• **KUTIPAN TEKS**:

· · · · · · ·

Ideologi Negara Versus Ideologi Rakyat

Sejatinya tidak ada dikotomi antara ideologi negara dengan ideologi rakyat , karena negara adalah rakyat dan rakyat adalah negara. Ideologi adalah “Cita-cita Moral Bangsa” yang mengkonstruksi pikiran suatu bangsa yang berisi preskripsi moral bagi bangsa tersebut untuk tercapainya cita-cita yang diinginkan bersama.

Dalam pidato presiden SBY pada PADA ACARA MEMPERINGATI PIDATO BUNG KARNO 1 JUNI 1945 GEDUNG MPR/DPR/DPD RI, JAKARTA, Beliau menegaskan bahwa “Dan tidak sepatutnya kita memperdebatkan kembali Pancasila sebagai Dasar Negara ini penting. Karena MPR RI pada tahun 1998 melalui Ketetapan MPR No.18 MPR 1998, maka Pancasila telah ditetapkan sebagai dasar negara. Saya kira mari kita patrikan dan kita hentikan debat tentang Pancasila sebagai Dasar Negara karena itu kontra produktif dan juga ahistoris”. Sebuah pernyataan yang mempertegas bahwa Pancasila sebagai ideologi negara adalah final alias harga mati. Eksistensi Pancasila sebagai ideologi negara sejatinya sudah final. Perdebatan-perdebatan yang terjadi, terutama yang berkaitan dengan Piagam Jakarta, sudah ditutup saat amandemen UUD 1945 tahun 2002.

· · · · · · ·

(Sejumlah data)
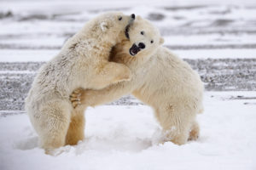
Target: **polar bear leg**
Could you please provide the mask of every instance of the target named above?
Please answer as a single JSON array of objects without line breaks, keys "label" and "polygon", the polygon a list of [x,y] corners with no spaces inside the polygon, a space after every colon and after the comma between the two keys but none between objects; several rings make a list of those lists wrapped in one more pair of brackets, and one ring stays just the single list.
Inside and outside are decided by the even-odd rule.
[{"label": "polar bear leg", "polygon": [[168,105],[165,109],[156,110],[156,117],[163,128],[163,142],[172,141],[177,144],[183,144],[189,139],[191,121],[195,114],[184,105]]},{"label": "polar bear leg", "polygon": [[40,108],[37,131],[40,145],[46,154],[65,144],[65,138],[70,122],[70,104],[61,100],[49,101]]},{"label": "polar bear leg", "polygon": [[195,120],[190,128],[189,140],[196,140],[199,137],[199,133],[200,133],[200,127],[198,122]]},{"label": "polar bear leg", "polygon": [[73,110],[71,122],[66,136],[66,144],[74,145],[84,138],[84,108],[79,106]]}]

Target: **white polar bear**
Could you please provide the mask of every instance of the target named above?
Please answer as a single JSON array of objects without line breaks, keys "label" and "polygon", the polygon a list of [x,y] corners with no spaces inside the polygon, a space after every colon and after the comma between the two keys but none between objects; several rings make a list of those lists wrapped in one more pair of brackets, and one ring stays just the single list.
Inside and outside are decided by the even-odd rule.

· · · · · · ·

• **TUJUAN YANG DINYATAKAN 1**:
Tentukan apakah setiap pernyataan berikut sesuai dengan kutipan teks, lalu jawab ya atau tidak disertai kata-kata penentu dari kutipan teks yang dikutip persis.
(a) Pancasila ditetapkan sebagai dasar negara melalui Ketetapan MPR pada tahun 1998.
(b) Perdebatan yang berkaitan dengan Piagam Jakarta ditutup saat amandemen UUD 1945 tahun 1998.
(c) Terdapat dikotomi antara ideologi negara dan ideologi rakyat.
• **TUJUAN YANG DINYATAKAN 2**:
Jawablah pertanyaan berikut berdasarkan kutipan teks.
(a) Ideologi didefinisikan sebagai apa?
(b) Di gedung mana pidato presiden SBY disampaikan?
(c) Selain kontra produktif, debat tentang Pancasila sebagai dasar negara disebut bersifat apa?
• **TUJUAN YANG DINYATAKAN 3**:
Salin kata demi kata bagian kutipan teks di antara "Ideologi Negara Versus" dan "yang diinginkan bersama.", termasuk kedua batas tersebut.

• **JAWABAN LENGKAP 1**:
(a) Ya: "Karena MPR RI pada tahun 1998 melalui Ketetapan MPR No.18 MPR 1998, maka Pancasila telah ditetapkan sebagai dasar negara."
(b) Tidak: "sudah ditutup saat amandemen UUD 1945 tahun 2002."
(c) Tidak: "Sejatinya tidak ada dikotomi antara ideologi negara dengan ideologi rakyat"

• **JAWABAN LENGKAP 2**:
(a) Ideologi didefinisikan sebagai "Cita-cita Moral Bangsa".
(b) Pidato itu disampaikan di Gedung MPR/DPR/DPD RI, Jakarta.
(c) Debat itu disebut bersifat ahistoris.

• **JAWABAN LENGKAP 3**:
Ideologi Negara Versus Ideologi Rakyat

Sejatinya tidak ada dikotomi antara ideologi negara dengan ideologi rakyat , karena negara adalah rakyat dan rakyat adalah negara. Ideologi adalah “Cita-cita Moral Bangsa” yang mengkonstruksi pikiran suatu bangsa yang berisi preskripsi moral bagi bangsa tersebut untuk tercapainya cita-cita yang diinginkan bersama.